* Exercise description *
All that is wanted is the exact text of the lines below from the one with "325, row 494." through the one with "716, row 13.", inclusive, minus any pictures.

* Dataset entries *

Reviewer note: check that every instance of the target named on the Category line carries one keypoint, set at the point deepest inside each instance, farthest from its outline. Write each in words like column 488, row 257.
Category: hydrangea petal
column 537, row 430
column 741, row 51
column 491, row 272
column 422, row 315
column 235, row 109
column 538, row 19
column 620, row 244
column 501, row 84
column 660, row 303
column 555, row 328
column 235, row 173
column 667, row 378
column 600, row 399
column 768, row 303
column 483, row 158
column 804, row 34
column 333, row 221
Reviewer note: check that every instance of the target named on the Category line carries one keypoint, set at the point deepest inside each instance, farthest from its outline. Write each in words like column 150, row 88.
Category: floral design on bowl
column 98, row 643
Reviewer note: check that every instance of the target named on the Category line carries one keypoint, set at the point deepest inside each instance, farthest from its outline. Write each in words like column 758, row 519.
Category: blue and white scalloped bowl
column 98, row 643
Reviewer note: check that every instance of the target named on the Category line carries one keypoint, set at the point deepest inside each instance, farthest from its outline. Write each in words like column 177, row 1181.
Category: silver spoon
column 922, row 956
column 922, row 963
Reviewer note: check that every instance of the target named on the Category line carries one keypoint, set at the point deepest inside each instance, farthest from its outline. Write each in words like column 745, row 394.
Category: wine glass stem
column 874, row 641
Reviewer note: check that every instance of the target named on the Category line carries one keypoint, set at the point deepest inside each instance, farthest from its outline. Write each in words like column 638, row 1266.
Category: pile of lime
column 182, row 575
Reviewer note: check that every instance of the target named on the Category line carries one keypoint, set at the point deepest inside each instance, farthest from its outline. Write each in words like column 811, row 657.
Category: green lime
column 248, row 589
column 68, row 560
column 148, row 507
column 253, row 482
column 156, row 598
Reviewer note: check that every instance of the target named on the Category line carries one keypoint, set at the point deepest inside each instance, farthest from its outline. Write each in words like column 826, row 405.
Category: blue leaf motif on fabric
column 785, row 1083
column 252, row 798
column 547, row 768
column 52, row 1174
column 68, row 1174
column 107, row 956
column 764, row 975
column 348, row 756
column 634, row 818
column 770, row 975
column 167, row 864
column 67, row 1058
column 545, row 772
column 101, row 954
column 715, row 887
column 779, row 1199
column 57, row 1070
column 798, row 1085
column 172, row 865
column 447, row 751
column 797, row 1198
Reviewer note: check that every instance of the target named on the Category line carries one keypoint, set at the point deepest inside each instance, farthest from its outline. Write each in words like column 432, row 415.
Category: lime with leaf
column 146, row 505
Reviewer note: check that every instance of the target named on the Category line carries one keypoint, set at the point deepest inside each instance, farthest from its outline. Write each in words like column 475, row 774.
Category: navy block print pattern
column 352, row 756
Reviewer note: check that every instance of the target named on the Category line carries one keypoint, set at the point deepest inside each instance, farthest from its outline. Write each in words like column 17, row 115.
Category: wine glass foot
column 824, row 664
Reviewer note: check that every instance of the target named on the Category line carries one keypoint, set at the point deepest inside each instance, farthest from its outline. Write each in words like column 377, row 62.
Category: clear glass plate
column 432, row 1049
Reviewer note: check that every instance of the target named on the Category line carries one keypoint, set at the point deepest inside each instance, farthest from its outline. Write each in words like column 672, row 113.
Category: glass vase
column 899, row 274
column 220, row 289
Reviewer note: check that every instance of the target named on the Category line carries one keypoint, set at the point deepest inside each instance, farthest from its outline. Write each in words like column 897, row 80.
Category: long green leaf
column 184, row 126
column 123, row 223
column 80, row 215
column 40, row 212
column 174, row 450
...
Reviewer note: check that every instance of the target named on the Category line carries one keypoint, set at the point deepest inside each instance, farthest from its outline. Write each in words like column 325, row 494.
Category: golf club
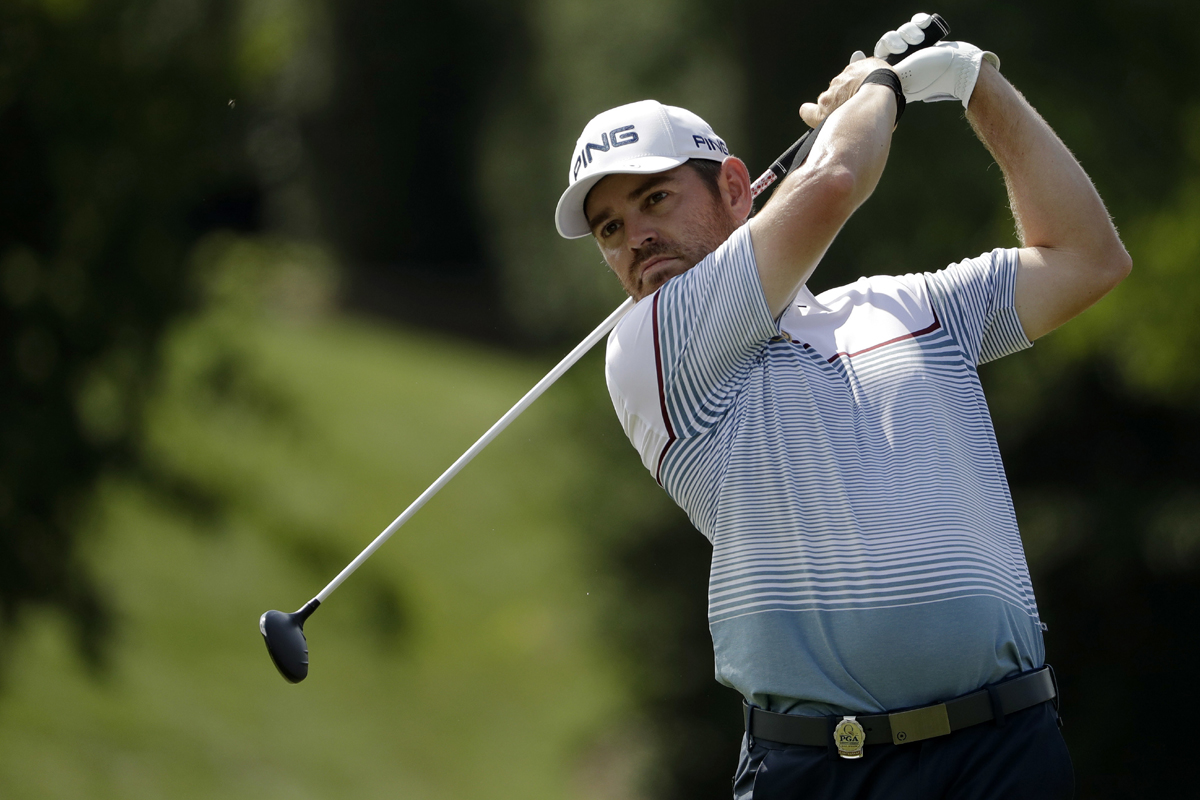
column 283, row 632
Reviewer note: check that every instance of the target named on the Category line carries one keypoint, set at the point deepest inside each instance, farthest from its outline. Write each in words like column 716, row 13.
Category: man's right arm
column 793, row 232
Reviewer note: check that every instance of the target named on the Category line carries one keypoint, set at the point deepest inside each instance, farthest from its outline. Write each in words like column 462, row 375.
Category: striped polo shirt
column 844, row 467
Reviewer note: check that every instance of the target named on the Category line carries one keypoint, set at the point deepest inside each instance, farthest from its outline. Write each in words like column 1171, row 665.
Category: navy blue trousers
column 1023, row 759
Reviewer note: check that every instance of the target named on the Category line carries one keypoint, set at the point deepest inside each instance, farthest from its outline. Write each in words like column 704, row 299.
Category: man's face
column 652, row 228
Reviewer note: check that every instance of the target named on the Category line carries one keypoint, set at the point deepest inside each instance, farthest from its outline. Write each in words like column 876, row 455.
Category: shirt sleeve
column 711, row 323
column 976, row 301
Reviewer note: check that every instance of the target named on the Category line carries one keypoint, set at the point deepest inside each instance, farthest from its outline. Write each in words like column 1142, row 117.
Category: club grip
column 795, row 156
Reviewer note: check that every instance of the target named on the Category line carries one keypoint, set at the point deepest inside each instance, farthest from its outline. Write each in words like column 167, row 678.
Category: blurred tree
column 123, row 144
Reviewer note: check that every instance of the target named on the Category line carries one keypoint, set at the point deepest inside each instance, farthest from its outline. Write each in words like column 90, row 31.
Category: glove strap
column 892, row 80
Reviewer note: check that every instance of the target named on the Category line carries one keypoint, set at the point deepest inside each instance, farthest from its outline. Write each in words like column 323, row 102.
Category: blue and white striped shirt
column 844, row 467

* Answer to the problem *
Reviewer note: check that every instance of the target named on the Category line carries one keypoint, set at the point deepest inside each instance, farthest from its outline. Write each in words like column 325, row 494.
Category: golf club
column 283, row 632
Reviewer note: check that every instance of the target named on the Category line carries one keypoint, set at the point deepest inside each instance, farthest from its outline. Write each in words like column 716, row 13.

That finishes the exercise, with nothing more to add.